Shape annotation entries:

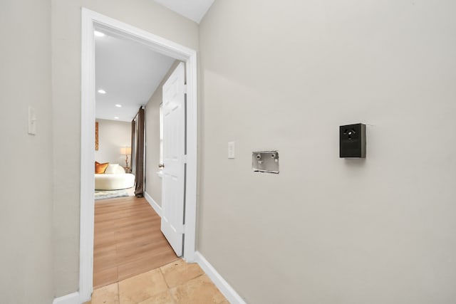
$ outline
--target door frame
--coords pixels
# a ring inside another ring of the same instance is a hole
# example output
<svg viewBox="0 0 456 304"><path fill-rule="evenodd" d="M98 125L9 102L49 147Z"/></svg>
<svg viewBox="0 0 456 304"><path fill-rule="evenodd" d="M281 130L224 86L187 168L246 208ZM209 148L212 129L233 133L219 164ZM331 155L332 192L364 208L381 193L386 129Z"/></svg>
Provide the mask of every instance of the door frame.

- **Your objective**: Reproduce every line of the rows above without changes, leaving out the pictures.

- **Task response**:
$ outline
--target door frame
--coords pixels
# a ring inside another ring of the same instance is a hole
# example output
<svg viewBox="0 0 456 304"><path fill-rule="evenodd" d="M98 125L9 102L49 147Z"/></svg>
<svg viewBox="0 0 456 304"><path fill-rule="evenodd" d="M281 130L224 86L187 168L246 208ZM209 148L212 129L233 133L219 164ZM331 155L332 192L364 208L381 193L386 129Z"/></svg>
Provide the mask of every instance of the door frame.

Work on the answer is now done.